**THE EXERCISE:**
Copy out the lines of the material below, with the pictures omitted.

**INFORMATION PROVIDED:**
+ + + +

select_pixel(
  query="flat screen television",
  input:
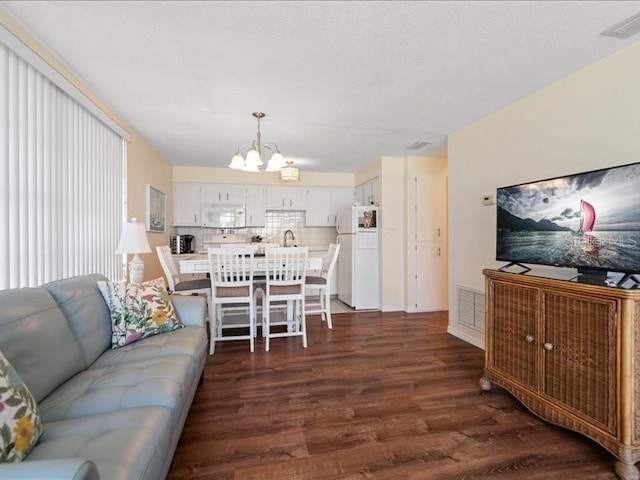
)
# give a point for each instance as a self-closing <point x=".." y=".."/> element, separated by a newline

+ + + +

**RESULT FOR THIS TASK:**
select_pixel(
  query="flat screen television",
  input:
)
# give a point for each instance as a self-closing <point x=".." y=".."/> element, separated by a newline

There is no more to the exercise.